Records from a collection
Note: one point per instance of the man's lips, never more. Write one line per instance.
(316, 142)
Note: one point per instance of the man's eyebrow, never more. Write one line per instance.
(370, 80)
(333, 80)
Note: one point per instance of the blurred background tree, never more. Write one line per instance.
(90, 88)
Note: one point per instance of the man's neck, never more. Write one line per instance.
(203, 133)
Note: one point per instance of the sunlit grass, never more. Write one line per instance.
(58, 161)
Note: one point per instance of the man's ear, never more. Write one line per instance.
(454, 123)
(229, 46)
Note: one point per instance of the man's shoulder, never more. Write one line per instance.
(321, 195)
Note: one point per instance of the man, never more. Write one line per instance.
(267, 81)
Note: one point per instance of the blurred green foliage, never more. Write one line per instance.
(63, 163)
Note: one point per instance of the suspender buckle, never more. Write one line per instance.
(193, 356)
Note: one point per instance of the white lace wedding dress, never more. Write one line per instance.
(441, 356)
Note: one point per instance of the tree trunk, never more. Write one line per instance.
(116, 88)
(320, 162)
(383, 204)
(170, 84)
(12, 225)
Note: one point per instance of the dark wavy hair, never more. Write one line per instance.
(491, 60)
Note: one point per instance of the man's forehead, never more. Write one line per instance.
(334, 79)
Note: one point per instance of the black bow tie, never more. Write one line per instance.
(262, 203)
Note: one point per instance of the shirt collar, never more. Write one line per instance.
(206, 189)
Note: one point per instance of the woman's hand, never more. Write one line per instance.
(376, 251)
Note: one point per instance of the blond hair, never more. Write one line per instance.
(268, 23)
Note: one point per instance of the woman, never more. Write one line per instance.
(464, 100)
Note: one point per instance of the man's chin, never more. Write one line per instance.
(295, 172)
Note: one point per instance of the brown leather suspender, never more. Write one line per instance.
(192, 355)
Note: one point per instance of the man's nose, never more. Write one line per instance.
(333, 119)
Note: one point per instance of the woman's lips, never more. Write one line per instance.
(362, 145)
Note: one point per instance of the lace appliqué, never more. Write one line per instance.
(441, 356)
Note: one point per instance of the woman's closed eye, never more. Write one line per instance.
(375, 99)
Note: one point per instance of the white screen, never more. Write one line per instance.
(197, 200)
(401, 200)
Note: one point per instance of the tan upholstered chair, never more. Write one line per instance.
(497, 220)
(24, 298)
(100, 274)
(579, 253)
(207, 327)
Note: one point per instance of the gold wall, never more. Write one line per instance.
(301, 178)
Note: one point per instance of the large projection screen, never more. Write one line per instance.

WORK REQUIRED:
Exact copies of all the entries above should be returned.

FINISHED TASK:
Note: one point per instance of the man's lips, never more. Write one line per instance.
(316, 142)
Note: one point per instance of the man's eyebrow, never more. Write one line per instance.
(370, 80)
(333, 80)
Note: one point per instance of the blurred background tree, never more. Write one line per instance.
(90, 88)
Note: one point per instance of the man's neck, never more. Write one line per instance.
(203, 133)
Note: one point per instance of the sunlit grass, never more. Write one line per instance.
(58, 161)
Note: one point per instance of the man's ear, never more. Write one line per instance.
(454, 123)
(229, 46)
Note: one point per instance of the man's shoulder, never more. Write one line per instance.
(321, 195)
Note: one point per instance of the man, never more. Write one line per instance.
(267, 81)
Note: one point per instance of the blurred green foliage, never more. Write one line per instance.
(63, 163)
Note: one point per instance of the suspender buckle, never more. Write one line per instance.
(193, 356)
Note: one point per instance of the white lace wedding dress, never more. Write one line per instance.
(441, 356)
Note: one point per instance of the tree trunk, never more. Write one line per instance.
(116, 88)
(320, 162)
(383, 204)
(170, 84)
(12, 225)
Note: one point per instance of the dark wavy hair, never more. Write one line per instance.
(491, 60)
Note: one point per instance of the man's forehead, never more. Write one line per instance.
(334, 79)
Note: one point per instance of the black bow tie, never more. Write one line per instance.
(262, 203)
Note: one point per instance of the shirt collar, never more. Write one line per instance.
(206, 189)
Note: one point per instance of the woman's hand, never more. Write one line per instance.
(376, 251)
Note: one point per instance of the blond hair, never more. Write one line per instance.
(268, 23)
Note: one point per instance of the woman, never more. Write one line per instance.
(464, 100)
Note: one point per instance of the man's chin, never more. Write one line per instance.
(295, 172)
Note: one point per instance of the brown leather suspender, never more. Write one line per instance.
(192, 355)
Note: one point per instance of the man's nose, never more. Write one line per instance.
(333, 119)
Note: one point per instance of the woman's lips, never more. Write one line per instance.
(362, 145)
Note: one point per instance of the lace appliqué, never more. Write one line per instance.
(441, 356)
Note: one point per instance of the woman's closed eye, never more. Write one line per instance.
(375, 99)
Note: one point per instance of the white screen, never more. Write one line per instance.
(197, 200)
(401, 200)
Note: one point per instance of the tan upholstered chair, never more. Write one line per instance.
(497, 220)
(24, 298)
(100, 274)
(579, 253)
(207, 327)
Note: one point per instance of the gold wall, never more. Write one line per instance.
(301, 178)
Note: one point per instance of the large projection screen, never more. Write one line per instance.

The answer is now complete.